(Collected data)
::::

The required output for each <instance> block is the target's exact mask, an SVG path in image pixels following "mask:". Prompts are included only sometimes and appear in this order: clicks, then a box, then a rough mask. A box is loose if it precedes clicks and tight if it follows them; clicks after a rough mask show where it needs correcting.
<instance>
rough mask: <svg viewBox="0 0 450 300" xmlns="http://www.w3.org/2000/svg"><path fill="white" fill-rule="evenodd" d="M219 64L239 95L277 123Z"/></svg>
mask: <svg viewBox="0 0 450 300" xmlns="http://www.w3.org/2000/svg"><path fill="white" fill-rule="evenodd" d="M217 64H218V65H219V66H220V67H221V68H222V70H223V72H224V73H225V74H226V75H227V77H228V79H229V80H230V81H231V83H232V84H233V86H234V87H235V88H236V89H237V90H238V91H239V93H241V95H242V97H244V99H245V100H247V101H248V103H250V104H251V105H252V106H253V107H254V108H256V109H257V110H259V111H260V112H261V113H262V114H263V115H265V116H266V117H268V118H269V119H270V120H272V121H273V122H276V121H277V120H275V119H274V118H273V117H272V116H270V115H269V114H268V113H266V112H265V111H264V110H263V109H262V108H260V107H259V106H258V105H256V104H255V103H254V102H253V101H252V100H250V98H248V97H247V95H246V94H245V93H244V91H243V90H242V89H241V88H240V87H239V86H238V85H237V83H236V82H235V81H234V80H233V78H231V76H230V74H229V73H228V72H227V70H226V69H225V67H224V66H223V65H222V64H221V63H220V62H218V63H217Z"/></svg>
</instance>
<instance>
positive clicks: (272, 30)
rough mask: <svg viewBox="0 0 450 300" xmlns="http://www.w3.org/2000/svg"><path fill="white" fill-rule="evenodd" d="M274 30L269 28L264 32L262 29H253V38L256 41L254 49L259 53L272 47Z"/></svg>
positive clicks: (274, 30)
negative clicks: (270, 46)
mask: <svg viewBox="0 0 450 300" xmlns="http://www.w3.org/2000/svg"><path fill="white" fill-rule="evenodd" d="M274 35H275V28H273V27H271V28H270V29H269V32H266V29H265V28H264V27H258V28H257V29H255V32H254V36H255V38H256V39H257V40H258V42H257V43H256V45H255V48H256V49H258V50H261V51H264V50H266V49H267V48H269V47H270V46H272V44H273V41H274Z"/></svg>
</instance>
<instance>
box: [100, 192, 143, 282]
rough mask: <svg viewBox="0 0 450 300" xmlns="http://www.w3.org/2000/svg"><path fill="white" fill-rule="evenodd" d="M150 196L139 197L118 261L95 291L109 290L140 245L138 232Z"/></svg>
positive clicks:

::::

Work out, please, how many lines above contain "positive"; answer only with the number.

3